# Source extract
________________________________________
Kolexxxion, is a collaborative studio album by DJ/producer DJ Premier and rapper Bumpy Knuckles (a.k.a. Freddie Foxxx). Most of the beats on the album (all produced by DJ Premier except "Word Iz Bond") are beats that were rejected by other artists, such as "B.A.P. (Bumpy And Premier)" (This beat was intended for Jay-Z's 2009 album The Blueprint 3, but by the time DJ Premier had sent it to him, it was too late for the beat to make the cut for the album), and "wEaRe aT WaR" (rejected by Immortal Technique) and "EyEnEvErPuTmY4cUsAwAy" (Premier had himself stated, on Hot 97.5 that he had, on several occasions, sent the beat for rapper Kanye West, but it never made the cut for any of his projects). Some of the songs are previously released collaborations between the two. There are only two guest stars on the album, which are Flavor Flav and Nas. The album was released on March 27.

Singles
 "B.A.P. (Bumpy And Premier)"
The first street single on the album. The single was released on October 27, 2011. The single debuted on DJ Premier's radio show Live from HQ. The B-side to "B.A.P." is "OwNiT" (Which he had not showcased to any other artist).
________________________________________
# Job 1
Answer these questions from the passage on the album Kolexxxion:
(a) Who are the two guest stars on the album?
(b) Which artist rejected the beat for "wEaRe aT WaR"?
(c) On what date was the single "B.A.P. (Bumpy And Premier)" released?
# Job 2
Resume the passage on the album Kolexxxion from where it stops.
The lines that come after this are unrelated to the passage on the album Kolexxxion.
________________________________________
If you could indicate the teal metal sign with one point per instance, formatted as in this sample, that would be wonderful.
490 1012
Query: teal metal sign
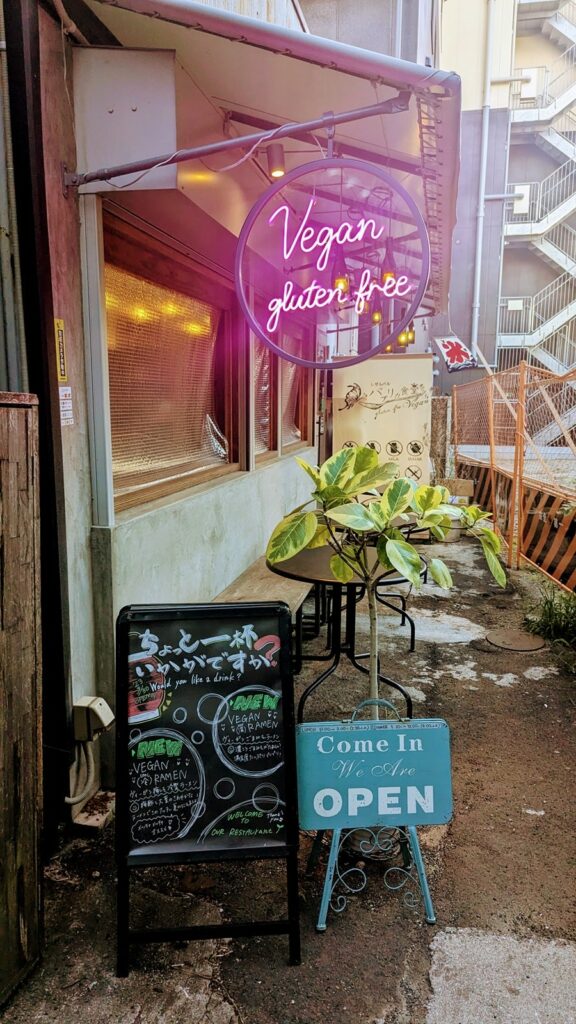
364 774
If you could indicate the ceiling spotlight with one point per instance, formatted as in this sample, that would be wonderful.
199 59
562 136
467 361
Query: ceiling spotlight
340 278
276 165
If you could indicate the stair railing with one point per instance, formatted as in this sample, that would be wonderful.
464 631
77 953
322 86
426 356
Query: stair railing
544 196
563 238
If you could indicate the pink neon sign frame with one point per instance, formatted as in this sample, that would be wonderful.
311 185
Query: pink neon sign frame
306 240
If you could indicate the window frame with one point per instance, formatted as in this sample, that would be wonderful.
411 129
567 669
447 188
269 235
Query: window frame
130 248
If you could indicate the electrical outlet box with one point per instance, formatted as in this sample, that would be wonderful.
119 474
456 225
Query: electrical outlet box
90 716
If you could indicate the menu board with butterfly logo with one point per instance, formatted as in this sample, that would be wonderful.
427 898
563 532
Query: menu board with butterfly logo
205 735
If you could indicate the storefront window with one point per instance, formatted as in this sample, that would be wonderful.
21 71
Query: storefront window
264 365
170 377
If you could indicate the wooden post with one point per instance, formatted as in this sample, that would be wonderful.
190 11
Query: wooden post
21 748
518 502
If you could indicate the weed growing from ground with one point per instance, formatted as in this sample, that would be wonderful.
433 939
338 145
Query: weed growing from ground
553 617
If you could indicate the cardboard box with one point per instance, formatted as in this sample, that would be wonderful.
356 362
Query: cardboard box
458 487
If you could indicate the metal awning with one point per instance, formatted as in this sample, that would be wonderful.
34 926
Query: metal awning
257 76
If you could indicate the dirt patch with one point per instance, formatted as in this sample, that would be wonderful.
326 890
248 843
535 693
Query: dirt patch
504 864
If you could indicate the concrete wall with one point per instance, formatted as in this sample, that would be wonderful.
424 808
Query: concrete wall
463 246
287 13
372 25
184 548
463 47
525 272
536 50
530 163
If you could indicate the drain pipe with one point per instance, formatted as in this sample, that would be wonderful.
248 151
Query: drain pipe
482 178
398 30
9 247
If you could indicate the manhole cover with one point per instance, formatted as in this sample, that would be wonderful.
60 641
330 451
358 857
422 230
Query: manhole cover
515 640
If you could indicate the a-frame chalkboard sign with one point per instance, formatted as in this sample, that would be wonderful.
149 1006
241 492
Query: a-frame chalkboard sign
205 752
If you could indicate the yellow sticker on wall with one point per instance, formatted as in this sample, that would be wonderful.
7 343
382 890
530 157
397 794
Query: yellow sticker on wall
60 351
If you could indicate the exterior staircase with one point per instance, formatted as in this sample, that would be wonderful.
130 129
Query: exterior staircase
________________________________________
# Exercise response 1
(a) Flavor Flav and Nas.
(b) Immortal Technique.
(c) October 27, 2011.

# Exercise response 2
 "wEaRe aT WaR"
The second single on the album. It was released on January 13. This is a beat that had already been showcased by DJ Premier to rapper Immortal Technique, who rejected it.

 "Shake The Room"
The official 1st single from the album. It was released on February 27, a rejected beat from Busta Rhymes.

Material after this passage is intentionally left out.